Your answer must be an exact transcription of every record.
Start of TASK DATA
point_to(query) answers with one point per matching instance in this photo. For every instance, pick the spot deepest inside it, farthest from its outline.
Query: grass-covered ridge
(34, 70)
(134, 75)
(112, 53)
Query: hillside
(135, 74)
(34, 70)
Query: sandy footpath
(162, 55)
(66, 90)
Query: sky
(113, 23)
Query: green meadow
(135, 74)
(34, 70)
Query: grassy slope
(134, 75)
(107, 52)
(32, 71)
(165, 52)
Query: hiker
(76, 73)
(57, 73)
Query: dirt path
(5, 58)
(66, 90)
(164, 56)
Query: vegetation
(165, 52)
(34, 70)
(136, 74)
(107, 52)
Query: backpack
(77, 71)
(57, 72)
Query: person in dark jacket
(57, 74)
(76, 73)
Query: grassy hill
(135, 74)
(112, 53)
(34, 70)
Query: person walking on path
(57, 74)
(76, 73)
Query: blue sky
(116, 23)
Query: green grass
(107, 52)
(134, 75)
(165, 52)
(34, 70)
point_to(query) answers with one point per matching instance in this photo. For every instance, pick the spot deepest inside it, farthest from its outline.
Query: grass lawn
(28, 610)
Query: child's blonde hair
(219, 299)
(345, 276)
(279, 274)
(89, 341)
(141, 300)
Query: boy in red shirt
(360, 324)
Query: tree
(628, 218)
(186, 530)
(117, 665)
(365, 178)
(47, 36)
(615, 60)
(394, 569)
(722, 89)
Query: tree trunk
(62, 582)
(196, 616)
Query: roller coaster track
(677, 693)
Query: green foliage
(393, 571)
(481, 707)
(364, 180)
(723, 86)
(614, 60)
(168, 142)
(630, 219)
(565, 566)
End of TASK DATA
▶ OUTPUT
point_to(query) answers with one point per matching instance in this photo. For every instance, pick the spot deepest inside it, farthest from its outline.
Query: grass-covered ridge
(34, 70)
(134, 75)
(112, 53)
Query: hillside
(135, 74)
(34, 70)
Query: sandy footpath
(162, 55)
(66, 90)
Query: sky
(113, 23)
Query: green meadow
(135, 74)
(34, 70)
Query: grassy slope
(134, 75)
(107, 52)
(32, 71)
(165, 52)
Query: hiker
(76, 73)
(57, 73)
Query: dirt path
(5, 58)
(66, 90)
(164, 56)
Query: vegetation
(165, 52)
(34, 70)
(136, 74)
(107, 52)
Query: backpack
(77, 71)
(57, 72)
Query: person in dark jacket
(57, 74)
(76, 73)
Query: grassy hill
(135, 74)
(112, 53)
(34, 70)
Query: person walking on path
(57, 74)
(76, 73)
Query: blue sky
(116, 23)
Query: green grass
(107, 52)
(134, 75)
(165, 52)
(34, 70)
point_to(query) answers with one point per matching instance in this photo. For every instance, pick the spot deepest inside it, farthest from its outline.
Query: grass lawn
(28, 610)
Query: child's blonde hair
(219, 299)
(345, 276)
(279, 274)
(89, 341)
(141, 300)
Query: boy in red shirt
(360, 324)
Query: tree
(628, 218)
(186, 530)
(117, 665)
(365, 178)
(47, 36)
(615, 60)
(394, 569)
(722, 89)
Query: tree trunk
(62, 582)
(196, 616)
Query: roller coaster track
(677, 693)
Query: green foliage
(393, 571)
(481, 707)
(364, 180)
(723, 86)
(614, 60)
(168, 142)
(630, 219)
(565, 566)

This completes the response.